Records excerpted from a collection
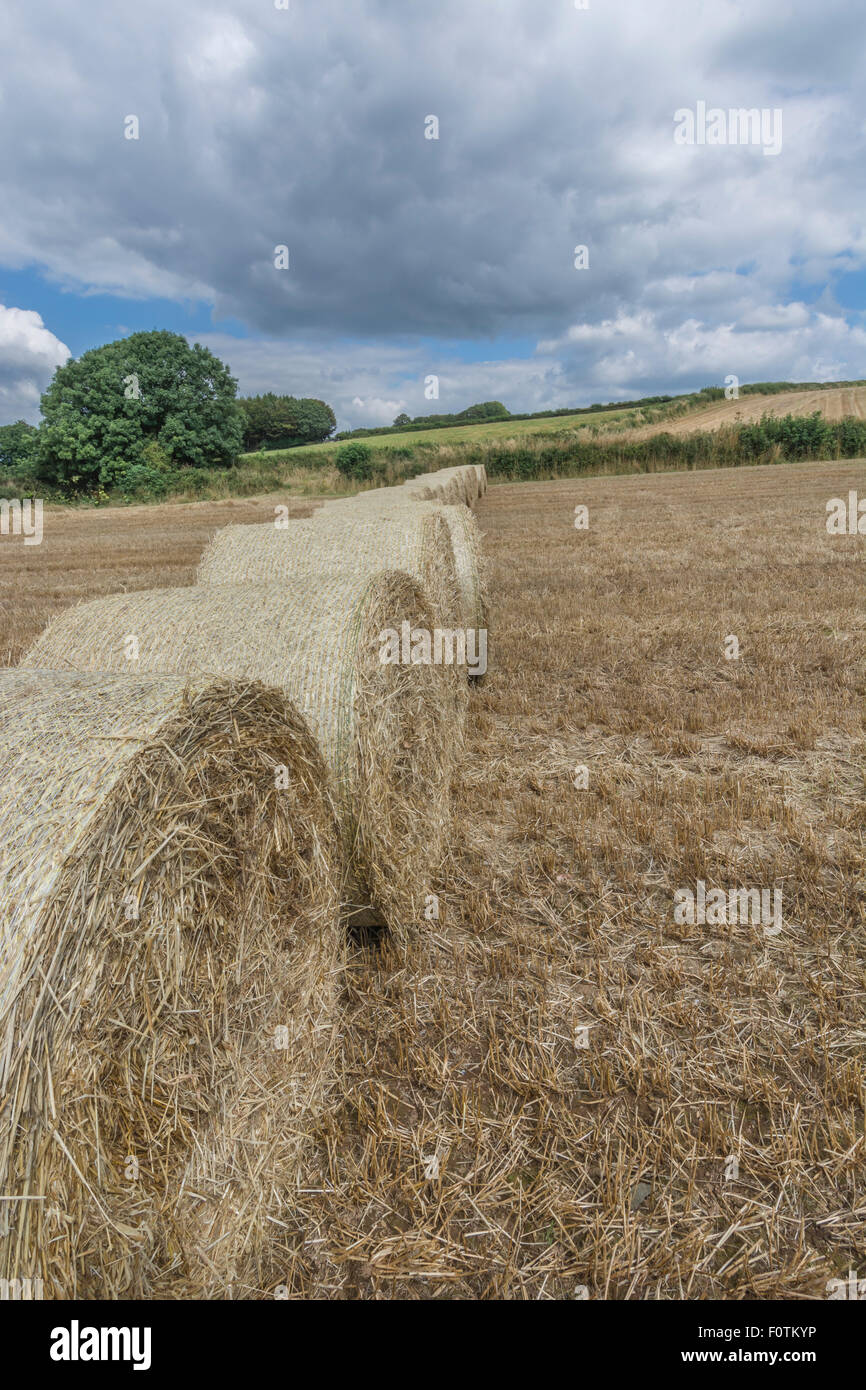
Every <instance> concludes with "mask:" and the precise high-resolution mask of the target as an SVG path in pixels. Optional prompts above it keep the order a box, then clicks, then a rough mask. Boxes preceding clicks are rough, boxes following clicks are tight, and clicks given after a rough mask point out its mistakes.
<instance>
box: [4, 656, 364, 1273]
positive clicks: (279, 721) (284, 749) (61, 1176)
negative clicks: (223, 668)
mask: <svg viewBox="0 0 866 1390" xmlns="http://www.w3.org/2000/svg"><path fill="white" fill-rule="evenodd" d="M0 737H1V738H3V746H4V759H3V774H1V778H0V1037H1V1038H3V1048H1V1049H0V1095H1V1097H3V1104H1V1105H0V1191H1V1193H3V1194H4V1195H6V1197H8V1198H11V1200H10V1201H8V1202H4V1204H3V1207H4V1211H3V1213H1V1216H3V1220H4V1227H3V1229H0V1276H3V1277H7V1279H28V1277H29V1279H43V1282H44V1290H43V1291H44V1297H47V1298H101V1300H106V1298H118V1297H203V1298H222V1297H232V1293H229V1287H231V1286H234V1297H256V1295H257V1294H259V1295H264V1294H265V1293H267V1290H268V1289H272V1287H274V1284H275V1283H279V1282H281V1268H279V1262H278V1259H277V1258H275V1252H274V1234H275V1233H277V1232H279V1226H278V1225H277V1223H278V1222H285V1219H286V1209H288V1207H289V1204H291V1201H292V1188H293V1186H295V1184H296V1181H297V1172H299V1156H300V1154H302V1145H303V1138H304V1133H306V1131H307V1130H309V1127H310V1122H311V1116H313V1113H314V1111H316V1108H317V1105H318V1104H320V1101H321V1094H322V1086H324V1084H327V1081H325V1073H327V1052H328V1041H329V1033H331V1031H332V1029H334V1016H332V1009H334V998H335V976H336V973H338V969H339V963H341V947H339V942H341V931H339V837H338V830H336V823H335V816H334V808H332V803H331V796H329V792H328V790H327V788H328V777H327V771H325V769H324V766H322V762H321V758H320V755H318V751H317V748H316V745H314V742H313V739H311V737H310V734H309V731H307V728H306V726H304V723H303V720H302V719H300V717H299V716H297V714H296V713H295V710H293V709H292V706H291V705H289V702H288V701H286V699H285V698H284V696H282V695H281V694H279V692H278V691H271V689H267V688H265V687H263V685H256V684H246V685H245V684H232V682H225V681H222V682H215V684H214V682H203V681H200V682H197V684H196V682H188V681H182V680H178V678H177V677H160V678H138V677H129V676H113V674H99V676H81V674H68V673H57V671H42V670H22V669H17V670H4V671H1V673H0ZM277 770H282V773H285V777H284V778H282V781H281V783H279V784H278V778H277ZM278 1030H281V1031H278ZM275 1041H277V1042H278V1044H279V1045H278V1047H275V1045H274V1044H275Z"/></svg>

- [Action item]: Every line from the top of the records above to the line with "box: [4, 656, 364, 1273]", inclusive, should be duplicated exactly, minus the pictures.

- [Solution to this task]:
Every <instance> concludes with "mask:" and the precise high-resolution mask of the target as an SVG path in pixels. Optional prompts above it keep the order a box, then clicks, then a rough mask. Boxes preceding clicks are rough, boxes following clicks are tight, and clicks given after a rough mask point out its mistakes.
<instance>
box: [4, 656, 364, 1273]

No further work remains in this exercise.